__Text shown__.
— begin —

In 1951, when their national association last gathered in Chicago, geographers were mostly a bunch of guys who wore sensible outdoor shoes and talked about maps and rocks and the rural landscape.
This week, when some 3,700 geographers came to the Marriott Hotel on North Michigan Avenue for the 91st gathering of the group, Chicago was not only a centerpiece of the show but perhaps the most vivid illustration of how drastically the field has changed.
While some geographers are still fascinated by mountain gradients and alluvial plains, a lot more of them now look at things like sprouting urban high-rises and where humans dump their garbage.
Moreover, the guys now work alongside a diverse group of colleagues, including many women and racial minorities. The convention this week even sported a lesbian, gay and bisexual caucus.
“Now there is an immense amount of interest in what is called human geography and cultural geography,” said Ronald Abler, executive director of the Association of American Geographers.
“We study things like how cities are organized, how agricultural technology changes the landscape and how people migrate,” Abler said.
Chicago, it turns out, is the mother of all cities when it comes to urban geography.
“A lot of what our ideas about how cities work and what makes them work grew out of Chicago,” Abler said. “Chicago is a stage on which a great drama is being played out, and geographers are like a Greek chorus, talking about what it all means in human terms.”
Every morning during the convention, which ends Sunday, geographers have been boarding tour buses or descending into subways, fanning out across the city and suburbs, looking for changes in the urban landscape and the reasons behind them. Meanwhile, at the hotel, some 1,900 papers and lectures on a bewildering array of subjects have been presented in workshops and general meetings.
There was even stratum geographical humor: The name of the convention bar, where beer or soft drinks went for $1, was Ptolemy’s Ptap, after the geographer and astronomer who flourished at Alexandria around A.D. 130.
Some of the targets of the field trips, such as a foray into the old Stockyards neighborhoods, have been under scrutiny by urban geographers as long as any in the world.
Since 1903, when the University of Chicago began the nation’s first geography doctoral program, many of the city’s neighborhoods have served continuously as living workshops for urban geographers.
But other subjects were a distinctly contemporary product of the evolving field. Among them were gay and lesbian communities in city neighborhoods; the creation of urban blues music in Chicago; and women’s rise in the Loop from customer and clerk to the boardrooms.
“Gay and lesbian communities might not seem like an obvious area of interest for a geographer,” Abler said. “But in most large cities the gentrification process in many formerly run-down neighborhoods often began when gays and lesbians began moving in. Whenever the physical landscape is changed by a newly arrived group, geographers are interested.”
Which is not to say that there weren’t also a few recognizably conventional discussions for geographers, including the disastrous flooding of the upper Mississippi Valley in 1993.

— end —

__Dataset records__.
— begin —

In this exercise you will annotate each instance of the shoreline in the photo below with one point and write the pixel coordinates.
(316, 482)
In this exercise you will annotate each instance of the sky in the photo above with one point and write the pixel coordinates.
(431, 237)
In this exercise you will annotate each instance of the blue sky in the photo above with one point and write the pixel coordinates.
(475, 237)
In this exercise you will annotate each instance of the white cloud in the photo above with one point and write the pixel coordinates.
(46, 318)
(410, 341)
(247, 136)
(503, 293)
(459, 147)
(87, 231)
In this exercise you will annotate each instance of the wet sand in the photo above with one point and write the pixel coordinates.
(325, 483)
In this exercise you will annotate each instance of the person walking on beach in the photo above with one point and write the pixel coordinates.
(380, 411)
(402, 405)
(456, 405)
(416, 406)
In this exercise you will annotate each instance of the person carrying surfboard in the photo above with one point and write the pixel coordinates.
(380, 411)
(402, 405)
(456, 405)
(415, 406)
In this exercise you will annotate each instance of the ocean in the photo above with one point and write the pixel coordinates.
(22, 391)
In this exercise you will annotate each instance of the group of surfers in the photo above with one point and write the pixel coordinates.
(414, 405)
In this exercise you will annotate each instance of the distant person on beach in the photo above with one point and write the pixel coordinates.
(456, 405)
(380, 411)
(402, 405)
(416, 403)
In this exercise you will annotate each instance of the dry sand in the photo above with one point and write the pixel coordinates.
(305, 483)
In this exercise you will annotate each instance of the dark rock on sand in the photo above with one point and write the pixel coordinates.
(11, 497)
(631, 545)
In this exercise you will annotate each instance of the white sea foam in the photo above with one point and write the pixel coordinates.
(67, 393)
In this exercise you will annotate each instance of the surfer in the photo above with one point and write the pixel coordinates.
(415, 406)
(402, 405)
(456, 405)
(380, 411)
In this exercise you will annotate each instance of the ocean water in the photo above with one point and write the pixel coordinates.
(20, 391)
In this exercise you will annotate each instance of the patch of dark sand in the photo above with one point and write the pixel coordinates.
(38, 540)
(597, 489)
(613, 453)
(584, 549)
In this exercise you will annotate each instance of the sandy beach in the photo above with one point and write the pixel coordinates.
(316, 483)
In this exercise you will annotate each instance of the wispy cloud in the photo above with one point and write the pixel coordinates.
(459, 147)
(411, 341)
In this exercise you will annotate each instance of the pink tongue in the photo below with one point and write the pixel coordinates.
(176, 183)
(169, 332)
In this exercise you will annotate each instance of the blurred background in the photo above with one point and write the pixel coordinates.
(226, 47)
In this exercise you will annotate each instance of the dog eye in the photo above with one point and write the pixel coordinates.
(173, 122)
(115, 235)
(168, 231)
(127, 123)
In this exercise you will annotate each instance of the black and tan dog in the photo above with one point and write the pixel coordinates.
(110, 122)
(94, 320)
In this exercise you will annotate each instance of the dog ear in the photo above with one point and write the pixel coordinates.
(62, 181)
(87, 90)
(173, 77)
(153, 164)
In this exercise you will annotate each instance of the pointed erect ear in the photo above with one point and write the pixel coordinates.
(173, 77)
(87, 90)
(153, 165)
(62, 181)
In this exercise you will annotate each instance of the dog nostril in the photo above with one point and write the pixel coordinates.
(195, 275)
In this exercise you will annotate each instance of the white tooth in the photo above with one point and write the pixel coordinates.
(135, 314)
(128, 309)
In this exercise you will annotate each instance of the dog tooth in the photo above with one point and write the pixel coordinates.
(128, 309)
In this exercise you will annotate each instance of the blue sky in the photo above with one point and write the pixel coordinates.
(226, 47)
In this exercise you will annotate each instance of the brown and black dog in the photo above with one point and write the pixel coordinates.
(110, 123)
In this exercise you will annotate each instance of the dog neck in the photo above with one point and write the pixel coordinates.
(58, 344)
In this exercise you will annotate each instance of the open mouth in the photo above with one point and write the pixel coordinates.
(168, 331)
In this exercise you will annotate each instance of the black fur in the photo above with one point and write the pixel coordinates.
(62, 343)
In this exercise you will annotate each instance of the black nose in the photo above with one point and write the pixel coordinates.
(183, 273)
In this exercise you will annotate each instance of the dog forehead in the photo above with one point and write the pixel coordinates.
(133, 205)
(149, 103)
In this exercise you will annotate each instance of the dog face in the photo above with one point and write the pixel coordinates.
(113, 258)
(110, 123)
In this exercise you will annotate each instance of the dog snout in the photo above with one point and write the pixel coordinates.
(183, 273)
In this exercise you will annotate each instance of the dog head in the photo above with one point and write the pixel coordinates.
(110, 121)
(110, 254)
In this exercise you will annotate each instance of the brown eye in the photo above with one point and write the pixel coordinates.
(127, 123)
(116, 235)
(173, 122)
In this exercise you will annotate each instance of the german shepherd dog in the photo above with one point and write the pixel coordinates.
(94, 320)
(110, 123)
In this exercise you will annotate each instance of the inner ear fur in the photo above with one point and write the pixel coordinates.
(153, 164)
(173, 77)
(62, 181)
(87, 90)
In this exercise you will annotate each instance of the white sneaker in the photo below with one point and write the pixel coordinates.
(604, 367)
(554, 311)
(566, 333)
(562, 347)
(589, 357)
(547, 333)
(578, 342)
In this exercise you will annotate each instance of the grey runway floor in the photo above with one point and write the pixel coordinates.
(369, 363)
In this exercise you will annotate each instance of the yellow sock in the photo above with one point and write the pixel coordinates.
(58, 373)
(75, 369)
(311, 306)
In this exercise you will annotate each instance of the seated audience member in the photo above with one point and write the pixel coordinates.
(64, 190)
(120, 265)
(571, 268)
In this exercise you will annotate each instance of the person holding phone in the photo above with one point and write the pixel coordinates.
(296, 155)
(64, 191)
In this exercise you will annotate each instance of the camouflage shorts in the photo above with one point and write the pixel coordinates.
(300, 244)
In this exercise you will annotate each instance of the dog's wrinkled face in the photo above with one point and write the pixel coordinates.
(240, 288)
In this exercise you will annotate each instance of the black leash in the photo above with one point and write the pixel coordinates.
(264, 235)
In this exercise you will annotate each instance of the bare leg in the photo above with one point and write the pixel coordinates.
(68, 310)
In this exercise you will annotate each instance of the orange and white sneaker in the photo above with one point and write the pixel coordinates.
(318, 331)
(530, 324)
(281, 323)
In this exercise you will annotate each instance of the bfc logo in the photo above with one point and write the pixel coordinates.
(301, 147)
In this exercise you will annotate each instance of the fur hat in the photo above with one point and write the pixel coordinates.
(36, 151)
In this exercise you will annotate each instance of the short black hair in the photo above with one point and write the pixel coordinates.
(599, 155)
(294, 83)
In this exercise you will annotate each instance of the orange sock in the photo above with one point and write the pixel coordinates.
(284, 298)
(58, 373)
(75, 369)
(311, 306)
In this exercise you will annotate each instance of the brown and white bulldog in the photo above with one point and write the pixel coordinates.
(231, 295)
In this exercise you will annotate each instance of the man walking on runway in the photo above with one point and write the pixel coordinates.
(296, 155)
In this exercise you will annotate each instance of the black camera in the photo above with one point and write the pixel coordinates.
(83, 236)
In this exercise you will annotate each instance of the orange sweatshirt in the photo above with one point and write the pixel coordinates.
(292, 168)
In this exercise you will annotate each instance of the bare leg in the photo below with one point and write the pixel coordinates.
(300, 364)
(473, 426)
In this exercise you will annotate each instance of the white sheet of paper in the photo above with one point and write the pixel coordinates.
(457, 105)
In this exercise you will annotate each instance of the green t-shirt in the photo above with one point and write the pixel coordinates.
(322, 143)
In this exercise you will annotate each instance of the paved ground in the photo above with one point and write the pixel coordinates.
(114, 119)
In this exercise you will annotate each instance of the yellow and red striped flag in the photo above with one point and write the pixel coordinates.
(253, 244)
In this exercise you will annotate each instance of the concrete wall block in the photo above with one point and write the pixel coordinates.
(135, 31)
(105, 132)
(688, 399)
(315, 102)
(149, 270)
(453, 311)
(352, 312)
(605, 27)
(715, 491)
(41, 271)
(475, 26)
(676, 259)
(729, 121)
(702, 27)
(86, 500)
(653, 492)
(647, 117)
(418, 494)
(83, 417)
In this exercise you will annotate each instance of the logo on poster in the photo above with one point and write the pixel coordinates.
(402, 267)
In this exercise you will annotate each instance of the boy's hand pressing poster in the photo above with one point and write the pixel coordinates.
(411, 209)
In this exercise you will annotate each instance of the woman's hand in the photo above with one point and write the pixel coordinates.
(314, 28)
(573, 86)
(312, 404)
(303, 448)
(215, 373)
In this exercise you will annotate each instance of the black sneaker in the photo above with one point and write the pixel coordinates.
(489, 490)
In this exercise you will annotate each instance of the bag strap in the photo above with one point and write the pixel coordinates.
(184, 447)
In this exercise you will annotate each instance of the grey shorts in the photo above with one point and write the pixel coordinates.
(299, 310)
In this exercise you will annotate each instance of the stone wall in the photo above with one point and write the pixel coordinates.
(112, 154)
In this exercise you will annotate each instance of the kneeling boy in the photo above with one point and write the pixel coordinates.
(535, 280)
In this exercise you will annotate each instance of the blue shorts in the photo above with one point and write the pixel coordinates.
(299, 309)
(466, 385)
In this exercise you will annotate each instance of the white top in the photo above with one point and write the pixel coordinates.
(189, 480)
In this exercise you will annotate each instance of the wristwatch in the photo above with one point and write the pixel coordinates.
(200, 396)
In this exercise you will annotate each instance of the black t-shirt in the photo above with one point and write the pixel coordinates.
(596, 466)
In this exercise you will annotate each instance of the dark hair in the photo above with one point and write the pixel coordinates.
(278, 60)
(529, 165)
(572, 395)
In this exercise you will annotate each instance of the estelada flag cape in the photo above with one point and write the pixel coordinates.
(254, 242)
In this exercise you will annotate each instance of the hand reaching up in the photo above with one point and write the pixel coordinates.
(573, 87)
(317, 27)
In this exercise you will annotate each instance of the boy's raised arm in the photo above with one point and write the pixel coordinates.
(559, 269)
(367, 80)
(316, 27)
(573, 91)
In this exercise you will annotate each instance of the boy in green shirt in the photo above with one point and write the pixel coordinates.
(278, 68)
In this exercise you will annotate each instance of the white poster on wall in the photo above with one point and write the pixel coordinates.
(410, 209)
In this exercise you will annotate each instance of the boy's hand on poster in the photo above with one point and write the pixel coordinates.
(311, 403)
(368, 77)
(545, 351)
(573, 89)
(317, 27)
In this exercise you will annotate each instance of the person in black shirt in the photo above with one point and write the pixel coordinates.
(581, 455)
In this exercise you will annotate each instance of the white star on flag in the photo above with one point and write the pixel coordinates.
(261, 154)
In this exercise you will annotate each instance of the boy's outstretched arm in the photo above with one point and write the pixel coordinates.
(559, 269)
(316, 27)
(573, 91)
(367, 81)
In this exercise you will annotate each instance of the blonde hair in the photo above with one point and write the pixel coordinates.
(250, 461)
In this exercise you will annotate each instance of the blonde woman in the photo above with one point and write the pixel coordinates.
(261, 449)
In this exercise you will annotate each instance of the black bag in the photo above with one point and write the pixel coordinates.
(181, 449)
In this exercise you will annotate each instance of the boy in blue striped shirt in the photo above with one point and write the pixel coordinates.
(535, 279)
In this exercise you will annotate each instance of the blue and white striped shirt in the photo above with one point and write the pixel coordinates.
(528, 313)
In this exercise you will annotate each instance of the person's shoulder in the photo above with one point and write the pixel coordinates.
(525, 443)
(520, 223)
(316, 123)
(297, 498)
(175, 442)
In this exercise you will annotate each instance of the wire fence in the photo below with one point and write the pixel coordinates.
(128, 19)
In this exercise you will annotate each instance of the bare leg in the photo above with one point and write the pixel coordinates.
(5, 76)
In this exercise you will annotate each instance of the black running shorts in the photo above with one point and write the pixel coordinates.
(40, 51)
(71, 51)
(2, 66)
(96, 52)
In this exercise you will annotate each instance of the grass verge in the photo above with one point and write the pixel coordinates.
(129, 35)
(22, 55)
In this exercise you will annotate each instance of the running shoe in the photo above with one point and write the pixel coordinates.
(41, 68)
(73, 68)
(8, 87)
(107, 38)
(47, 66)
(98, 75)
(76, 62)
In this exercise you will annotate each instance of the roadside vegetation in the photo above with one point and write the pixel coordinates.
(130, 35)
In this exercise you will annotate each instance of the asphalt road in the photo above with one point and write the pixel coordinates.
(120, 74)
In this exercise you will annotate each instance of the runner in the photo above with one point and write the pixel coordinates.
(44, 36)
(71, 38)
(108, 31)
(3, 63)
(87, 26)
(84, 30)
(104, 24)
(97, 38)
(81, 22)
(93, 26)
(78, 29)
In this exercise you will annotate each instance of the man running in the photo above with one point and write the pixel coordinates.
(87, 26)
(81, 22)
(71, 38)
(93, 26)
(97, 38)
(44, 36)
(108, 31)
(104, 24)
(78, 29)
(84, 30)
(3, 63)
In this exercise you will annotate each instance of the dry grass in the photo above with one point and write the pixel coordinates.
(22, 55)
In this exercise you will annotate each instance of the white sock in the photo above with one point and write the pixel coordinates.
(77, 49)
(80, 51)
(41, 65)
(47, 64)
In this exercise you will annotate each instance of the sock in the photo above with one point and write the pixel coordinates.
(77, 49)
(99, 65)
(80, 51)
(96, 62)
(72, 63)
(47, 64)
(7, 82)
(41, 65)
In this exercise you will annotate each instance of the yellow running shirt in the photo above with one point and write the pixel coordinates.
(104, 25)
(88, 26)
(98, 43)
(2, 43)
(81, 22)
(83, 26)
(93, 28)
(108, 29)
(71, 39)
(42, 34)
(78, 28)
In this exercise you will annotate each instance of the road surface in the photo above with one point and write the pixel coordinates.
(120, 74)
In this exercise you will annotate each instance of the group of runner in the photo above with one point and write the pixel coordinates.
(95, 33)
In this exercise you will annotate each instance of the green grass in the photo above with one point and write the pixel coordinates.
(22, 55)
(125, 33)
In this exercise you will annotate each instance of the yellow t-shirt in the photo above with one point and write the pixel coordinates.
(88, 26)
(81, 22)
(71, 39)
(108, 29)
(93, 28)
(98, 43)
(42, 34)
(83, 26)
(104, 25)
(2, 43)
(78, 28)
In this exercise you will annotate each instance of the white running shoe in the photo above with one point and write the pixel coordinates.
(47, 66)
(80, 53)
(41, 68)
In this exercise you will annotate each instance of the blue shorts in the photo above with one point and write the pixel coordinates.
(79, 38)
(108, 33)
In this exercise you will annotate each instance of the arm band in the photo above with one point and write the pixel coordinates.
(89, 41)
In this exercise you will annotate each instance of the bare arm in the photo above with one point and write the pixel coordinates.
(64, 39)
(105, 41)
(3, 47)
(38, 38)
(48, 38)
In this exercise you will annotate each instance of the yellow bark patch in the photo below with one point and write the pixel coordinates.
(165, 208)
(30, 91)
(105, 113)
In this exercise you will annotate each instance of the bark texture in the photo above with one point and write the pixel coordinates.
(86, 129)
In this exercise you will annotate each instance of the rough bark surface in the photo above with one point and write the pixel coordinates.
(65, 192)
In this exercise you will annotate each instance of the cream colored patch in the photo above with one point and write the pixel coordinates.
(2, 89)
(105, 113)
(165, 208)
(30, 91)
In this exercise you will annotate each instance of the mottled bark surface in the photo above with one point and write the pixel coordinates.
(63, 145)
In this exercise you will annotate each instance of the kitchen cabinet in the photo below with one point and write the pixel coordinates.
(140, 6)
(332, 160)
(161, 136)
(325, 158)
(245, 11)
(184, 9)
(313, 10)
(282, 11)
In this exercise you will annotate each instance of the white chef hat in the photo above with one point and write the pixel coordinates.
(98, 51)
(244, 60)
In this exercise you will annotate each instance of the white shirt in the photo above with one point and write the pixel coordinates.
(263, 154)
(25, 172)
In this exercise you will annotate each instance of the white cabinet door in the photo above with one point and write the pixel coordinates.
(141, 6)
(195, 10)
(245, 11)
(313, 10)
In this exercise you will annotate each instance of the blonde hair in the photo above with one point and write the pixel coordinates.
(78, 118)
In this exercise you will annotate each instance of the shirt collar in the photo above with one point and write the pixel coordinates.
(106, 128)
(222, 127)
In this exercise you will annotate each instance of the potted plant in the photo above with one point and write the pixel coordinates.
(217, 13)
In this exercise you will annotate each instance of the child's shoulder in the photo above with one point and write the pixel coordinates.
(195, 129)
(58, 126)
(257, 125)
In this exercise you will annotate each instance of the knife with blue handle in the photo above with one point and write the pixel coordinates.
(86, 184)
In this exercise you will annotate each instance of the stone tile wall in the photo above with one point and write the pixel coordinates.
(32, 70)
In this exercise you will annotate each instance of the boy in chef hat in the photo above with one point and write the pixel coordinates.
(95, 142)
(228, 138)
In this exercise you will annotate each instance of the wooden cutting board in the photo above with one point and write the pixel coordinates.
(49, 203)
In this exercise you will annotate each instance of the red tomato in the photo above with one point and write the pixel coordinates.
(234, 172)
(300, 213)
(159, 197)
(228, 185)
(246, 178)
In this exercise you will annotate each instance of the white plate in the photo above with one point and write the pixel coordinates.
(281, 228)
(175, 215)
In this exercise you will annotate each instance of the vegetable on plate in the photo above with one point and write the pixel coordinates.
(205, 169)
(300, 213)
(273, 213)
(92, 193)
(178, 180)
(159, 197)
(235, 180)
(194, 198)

— end —

__Exercise task A__. According to the article on the geographers' convention, in what year did the University of Chicago begin the nation's first geography doctoral program?
__Exercise task B__. Summarize the article on the geographers' convention in two sentences.
__Exercise task C__. Write the next part of the article on the geographers' convention, continuing after its last sentence.
The records come from a different source than the article on the geographers' convention.

__Task response A__. 1903

__Task response B__. About 3,700 geographers gathered at the Marriott Hotel in Chicago for the 91st meeting of the Association of American Geographers, and the city illustrated how much the field has changed since the group last met there in 1951. Many geographers now study human and cultural subjects such as how cities are organized and how people migrate, and during the convention they toured Chicago's neighborhoods while some 1,900 papers and lectures were presented at the hotel.

__Task response C__.
George Carney, an Oklahoma State University professor known by his peers as the “guru of geomusicology,” in a way epitomizes the style and interest of latter-day geographers. While he teaches geography, his Ph.D. is in history.
“I suppose the correct term for what we do today is `cross-disciplinary,’ but down in Oklahoma, they call me a half-breed,” Carney said. “Half of what I do is geography, half of it is history.
“We look at a lot more than just the physical landscape nowadays. We look at the cultural landscape, too, anywhere the human imprint has been left on the Earth’s surface.”
On Friday, Carney delivered a paper on “Urban Blues: The Sound of the Windy City.” He has been tracing the origination of a separate blues music genre echoing the rhythms of city life. He traces the beginning of that music to the migration of Southern blacks to Chicago beginning in World War I.
A lot of attention at this week’s meeting is also being focused on the muscular new technologies that have radically changed geography. Maps as we have known them for centuries are rapidly being replaced by computer images, often generated by satellites in space.
Those maps, constantly updated with immense computer databases, comprise what is known as GIS, or Geographic Information Systems, which in 10 years has become a $6 billion industry. Several companies manufacturing GIS software are at the Chicago meeting peddling their products.
One company, for instance, is showing off a program that can instantly show firefighters and ambulance drivers the quickest route to the address of an emergency call.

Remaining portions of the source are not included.